• Task: Reproduce, word for word, the stretch of the records below from the line containing "Task: identify the tree line" through the end of the records, including both ends.

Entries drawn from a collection

- - - - - - -

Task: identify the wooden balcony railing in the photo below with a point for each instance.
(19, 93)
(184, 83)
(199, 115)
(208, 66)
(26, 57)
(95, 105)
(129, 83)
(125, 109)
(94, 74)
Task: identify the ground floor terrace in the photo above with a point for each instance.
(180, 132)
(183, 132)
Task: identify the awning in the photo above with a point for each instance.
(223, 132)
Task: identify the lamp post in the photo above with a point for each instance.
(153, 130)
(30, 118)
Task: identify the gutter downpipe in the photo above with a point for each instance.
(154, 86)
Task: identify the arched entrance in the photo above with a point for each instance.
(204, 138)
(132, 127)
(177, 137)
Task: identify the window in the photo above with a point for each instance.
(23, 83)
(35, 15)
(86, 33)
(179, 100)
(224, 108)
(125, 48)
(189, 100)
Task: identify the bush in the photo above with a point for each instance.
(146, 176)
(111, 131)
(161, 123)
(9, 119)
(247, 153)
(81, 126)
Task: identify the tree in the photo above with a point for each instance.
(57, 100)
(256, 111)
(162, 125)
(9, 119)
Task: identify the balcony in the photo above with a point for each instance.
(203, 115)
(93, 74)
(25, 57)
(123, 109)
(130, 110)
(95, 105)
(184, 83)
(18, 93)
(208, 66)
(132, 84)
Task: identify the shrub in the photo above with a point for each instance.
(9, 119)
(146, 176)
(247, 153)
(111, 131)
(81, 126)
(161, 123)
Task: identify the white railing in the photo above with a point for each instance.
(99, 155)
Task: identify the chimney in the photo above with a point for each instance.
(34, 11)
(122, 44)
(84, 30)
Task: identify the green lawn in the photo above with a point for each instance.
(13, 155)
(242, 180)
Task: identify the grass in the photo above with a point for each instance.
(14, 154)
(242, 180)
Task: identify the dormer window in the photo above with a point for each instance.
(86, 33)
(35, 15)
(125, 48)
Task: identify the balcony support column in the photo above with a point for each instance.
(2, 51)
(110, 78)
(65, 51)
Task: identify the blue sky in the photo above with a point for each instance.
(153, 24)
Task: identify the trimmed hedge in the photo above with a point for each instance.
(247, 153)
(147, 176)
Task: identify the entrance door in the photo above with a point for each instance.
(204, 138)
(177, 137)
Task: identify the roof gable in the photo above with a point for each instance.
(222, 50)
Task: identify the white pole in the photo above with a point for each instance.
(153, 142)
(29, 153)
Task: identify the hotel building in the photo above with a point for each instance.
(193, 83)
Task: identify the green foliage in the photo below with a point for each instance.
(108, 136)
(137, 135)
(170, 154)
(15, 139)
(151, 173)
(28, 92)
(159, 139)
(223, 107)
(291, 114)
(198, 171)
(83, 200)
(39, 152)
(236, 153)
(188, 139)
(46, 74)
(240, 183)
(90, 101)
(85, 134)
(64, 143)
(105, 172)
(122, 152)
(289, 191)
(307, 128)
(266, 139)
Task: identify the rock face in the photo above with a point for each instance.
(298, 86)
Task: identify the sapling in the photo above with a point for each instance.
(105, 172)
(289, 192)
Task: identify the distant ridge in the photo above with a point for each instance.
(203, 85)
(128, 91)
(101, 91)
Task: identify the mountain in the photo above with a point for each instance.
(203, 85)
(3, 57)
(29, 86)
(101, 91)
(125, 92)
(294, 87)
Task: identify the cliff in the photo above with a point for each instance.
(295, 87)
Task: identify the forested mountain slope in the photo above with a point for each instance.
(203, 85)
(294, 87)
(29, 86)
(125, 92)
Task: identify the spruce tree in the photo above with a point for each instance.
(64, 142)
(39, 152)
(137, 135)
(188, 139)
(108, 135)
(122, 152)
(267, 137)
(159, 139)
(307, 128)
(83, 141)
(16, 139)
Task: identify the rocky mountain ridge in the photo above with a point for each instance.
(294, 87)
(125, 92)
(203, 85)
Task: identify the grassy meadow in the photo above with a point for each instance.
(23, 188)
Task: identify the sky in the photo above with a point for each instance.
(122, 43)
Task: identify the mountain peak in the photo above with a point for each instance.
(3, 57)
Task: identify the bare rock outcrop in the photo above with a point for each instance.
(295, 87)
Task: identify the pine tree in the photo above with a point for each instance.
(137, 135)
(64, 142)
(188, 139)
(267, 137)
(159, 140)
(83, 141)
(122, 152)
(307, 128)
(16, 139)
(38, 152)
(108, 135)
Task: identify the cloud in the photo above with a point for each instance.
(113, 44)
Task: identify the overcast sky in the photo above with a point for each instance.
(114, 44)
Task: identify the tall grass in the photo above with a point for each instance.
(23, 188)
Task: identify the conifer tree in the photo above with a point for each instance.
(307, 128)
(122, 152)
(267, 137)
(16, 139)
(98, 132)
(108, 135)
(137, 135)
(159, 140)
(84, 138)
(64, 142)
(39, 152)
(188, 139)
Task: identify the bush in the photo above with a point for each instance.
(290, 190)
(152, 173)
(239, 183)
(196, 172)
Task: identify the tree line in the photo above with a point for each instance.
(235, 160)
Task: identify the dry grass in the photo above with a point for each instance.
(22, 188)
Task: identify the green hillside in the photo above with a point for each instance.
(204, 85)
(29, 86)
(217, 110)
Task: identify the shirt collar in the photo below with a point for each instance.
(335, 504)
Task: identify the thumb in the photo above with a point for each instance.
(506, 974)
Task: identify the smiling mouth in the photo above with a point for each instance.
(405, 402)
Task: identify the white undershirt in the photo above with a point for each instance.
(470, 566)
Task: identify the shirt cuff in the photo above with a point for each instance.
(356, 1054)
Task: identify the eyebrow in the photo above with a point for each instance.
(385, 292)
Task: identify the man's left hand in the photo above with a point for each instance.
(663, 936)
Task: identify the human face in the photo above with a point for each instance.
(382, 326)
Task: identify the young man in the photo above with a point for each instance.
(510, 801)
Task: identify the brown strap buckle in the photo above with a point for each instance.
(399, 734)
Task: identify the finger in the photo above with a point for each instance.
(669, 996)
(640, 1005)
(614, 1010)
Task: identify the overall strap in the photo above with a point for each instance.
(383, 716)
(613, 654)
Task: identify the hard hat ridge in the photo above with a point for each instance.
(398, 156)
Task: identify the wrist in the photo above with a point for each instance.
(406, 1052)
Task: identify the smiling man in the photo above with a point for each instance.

- - - - - - -

• Result:
Task: identify the tree line in the photo above with a point for each instance.
(235, 160)
Task: identify the dry grass in the photo above with a point for each instance.
(22, 188)
Task: identify the green hillside in the photo above with a point for each instance.
(204, 85)
(29, 86)
(217, 110)
Task: identify the shirt collar in the photo below with a point for each instance.
(335, 504)
Task: identify the thumb in the photo above with a point for each instance.
(506, 974)
Task: identify the smiling mouth in the photo above with a point for each instance.
(405, 402)
Task: identify the white undershirt in the photo above with a point for each instance.
(470, 566)
Task: identify the shirt cuff in the photo above with a point for each instance.
(356, 1054)
Task: identify the eyebrow in the photo above with a point for each instance.
(385, 292)
Task: identify the man's left hand in the photo above with a point for each instance.
(663, 936)
Task: identify the human face in the photo above with a point for each instance.
(382, 326)
Task: identify the young man in the photo above with a point for each instance.
(510, 801)
Task: identify the brown strap buckle in the photo above with a point for each instance.
(399, 734)
Task: identify the finger in the photo above with a point for each instance.
(669, 996)
(640, 1005)
(614, 1010)
Task: identify the overall strap in the photo above with a point for each instance.
(383, 716)
(613, 654)
Task: identify the hard hat ridge in the photo above with a point for each instance.
(398, 156)
Task: identify the wrist in the photo above with a point for each instance.
(406, 1052)
Task: identify the smiling man in the photo above with a point for each instance.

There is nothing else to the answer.